[Task to complete] Extract each line from the entries below that has the string "grass" in it.

[Supplied data]
-- Opening Marker --

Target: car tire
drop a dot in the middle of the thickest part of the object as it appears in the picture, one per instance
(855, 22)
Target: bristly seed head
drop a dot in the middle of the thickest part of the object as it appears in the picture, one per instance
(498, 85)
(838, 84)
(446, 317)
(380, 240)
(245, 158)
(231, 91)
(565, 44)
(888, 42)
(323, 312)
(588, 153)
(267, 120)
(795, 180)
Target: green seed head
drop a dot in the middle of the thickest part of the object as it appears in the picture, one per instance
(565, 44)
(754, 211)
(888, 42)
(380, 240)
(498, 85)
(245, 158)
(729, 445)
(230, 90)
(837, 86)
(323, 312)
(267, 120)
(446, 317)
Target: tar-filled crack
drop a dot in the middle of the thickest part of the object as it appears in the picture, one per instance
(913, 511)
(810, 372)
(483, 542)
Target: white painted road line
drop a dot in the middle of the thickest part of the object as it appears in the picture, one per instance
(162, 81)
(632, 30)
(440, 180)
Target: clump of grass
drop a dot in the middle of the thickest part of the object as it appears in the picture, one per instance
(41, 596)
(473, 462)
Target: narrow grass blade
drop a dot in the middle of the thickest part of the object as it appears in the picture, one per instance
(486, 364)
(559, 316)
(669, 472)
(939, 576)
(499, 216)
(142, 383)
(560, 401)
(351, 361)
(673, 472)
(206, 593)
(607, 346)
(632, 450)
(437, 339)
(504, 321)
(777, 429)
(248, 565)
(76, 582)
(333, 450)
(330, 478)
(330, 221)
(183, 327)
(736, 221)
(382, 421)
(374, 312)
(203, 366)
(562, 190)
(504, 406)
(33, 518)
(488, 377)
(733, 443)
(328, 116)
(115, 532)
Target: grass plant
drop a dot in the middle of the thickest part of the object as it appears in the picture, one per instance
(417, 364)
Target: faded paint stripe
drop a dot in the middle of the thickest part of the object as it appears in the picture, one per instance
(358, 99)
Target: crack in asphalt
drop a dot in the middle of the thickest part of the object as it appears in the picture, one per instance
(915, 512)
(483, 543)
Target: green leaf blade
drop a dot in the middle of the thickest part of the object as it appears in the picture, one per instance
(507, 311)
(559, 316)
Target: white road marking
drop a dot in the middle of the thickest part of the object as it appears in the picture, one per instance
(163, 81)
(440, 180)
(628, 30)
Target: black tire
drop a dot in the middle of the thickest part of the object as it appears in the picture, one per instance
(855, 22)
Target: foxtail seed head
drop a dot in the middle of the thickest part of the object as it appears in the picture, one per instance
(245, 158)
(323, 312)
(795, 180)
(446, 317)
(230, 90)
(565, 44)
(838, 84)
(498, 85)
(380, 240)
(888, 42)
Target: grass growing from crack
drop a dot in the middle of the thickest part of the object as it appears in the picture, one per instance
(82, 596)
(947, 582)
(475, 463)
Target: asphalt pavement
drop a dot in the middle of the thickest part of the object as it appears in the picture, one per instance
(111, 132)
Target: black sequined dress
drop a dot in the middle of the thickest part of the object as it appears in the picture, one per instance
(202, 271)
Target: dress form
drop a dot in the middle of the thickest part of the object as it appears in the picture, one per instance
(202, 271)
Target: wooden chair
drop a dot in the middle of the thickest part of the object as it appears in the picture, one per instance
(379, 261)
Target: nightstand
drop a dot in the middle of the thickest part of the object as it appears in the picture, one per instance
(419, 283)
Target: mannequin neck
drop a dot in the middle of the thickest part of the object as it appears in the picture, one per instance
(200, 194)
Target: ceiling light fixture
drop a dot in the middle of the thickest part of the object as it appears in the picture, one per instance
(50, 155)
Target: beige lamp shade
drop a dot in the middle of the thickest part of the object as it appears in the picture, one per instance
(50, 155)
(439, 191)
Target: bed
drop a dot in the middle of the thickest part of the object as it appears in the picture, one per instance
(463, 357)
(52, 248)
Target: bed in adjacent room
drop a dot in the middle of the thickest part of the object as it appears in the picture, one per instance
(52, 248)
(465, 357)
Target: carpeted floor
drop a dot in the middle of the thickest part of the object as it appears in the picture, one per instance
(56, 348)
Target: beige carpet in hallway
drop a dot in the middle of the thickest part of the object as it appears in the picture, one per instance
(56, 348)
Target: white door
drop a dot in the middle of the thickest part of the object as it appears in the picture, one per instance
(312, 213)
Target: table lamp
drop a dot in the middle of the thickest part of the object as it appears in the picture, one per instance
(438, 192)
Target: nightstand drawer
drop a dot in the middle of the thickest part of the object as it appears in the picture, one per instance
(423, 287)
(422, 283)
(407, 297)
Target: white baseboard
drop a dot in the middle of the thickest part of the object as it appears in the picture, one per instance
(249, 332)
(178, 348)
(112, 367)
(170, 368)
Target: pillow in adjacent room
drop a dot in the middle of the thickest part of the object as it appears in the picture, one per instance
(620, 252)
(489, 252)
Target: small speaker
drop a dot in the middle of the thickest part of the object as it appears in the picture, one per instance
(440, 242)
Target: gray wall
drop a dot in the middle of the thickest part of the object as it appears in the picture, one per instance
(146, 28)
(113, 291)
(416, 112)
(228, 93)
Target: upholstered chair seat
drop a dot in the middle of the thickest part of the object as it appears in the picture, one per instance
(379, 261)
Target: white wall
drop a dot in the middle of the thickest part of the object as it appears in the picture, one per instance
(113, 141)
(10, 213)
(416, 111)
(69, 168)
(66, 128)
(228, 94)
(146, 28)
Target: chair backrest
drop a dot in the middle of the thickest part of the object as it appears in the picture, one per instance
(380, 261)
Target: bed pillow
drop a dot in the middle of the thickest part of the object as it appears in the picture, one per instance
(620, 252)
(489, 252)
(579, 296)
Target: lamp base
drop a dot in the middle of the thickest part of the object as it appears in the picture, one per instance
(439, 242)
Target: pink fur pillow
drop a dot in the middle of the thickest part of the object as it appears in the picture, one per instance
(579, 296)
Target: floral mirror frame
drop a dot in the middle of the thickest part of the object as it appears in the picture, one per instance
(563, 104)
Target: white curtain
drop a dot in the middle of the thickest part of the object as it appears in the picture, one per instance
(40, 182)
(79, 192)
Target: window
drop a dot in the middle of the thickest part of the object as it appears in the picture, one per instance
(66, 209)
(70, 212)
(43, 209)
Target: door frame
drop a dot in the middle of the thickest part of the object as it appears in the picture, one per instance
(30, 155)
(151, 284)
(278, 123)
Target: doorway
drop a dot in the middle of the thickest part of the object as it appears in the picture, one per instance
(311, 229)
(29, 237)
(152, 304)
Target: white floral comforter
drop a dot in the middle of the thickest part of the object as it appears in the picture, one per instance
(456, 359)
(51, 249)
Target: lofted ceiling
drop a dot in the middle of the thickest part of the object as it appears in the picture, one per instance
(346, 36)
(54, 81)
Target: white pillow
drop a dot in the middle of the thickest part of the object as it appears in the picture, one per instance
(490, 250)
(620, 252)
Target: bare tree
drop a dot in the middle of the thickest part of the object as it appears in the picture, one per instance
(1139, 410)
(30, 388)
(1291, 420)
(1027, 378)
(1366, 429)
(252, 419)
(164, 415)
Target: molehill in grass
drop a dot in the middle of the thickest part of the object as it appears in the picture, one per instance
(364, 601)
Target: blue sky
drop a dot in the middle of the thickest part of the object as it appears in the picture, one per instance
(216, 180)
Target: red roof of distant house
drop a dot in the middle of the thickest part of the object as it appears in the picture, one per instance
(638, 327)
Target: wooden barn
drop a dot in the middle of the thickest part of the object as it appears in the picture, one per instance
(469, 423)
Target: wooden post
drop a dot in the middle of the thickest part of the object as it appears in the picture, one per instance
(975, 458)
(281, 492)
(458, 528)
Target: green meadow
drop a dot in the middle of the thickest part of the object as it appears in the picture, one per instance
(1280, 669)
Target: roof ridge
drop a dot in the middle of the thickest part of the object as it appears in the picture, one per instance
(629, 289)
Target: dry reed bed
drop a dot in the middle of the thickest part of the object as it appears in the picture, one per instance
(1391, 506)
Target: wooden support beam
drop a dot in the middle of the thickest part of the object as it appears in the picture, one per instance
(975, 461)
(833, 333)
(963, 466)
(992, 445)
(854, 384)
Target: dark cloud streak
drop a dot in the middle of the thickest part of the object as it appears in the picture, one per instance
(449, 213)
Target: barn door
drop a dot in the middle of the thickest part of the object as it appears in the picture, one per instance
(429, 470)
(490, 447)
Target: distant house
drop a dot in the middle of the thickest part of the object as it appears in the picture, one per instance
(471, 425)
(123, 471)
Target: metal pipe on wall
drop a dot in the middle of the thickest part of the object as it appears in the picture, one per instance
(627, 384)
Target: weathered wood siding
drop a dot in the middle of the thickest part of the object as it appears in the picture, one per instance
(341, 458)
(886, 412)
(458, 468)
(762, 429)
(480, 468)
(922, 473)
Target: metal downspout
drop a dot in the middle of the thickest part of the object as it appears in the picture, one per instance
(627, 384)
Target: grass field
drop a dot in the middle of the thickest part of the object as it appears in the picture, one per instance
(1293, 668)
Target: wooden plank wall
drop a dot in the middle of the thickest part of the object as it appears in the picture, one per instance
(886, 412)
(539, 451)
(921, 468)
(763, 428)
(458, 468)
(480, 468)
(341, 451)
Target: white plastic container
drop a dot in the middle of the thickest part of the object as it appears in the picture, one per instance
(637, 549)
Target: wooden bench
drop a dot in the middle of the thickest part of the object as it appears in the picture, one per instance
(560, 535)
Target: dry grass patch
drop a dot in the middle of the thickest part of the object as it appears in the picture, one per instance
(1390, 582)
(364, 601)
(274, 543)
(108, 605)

-- Closing Marker --

[Written response]
Target: clump of grass
Target: narrow grass blade
Target: grass plant
Target: grass growing from crack
Target: molehill in grass
Target: grass field
Target: dry grass patch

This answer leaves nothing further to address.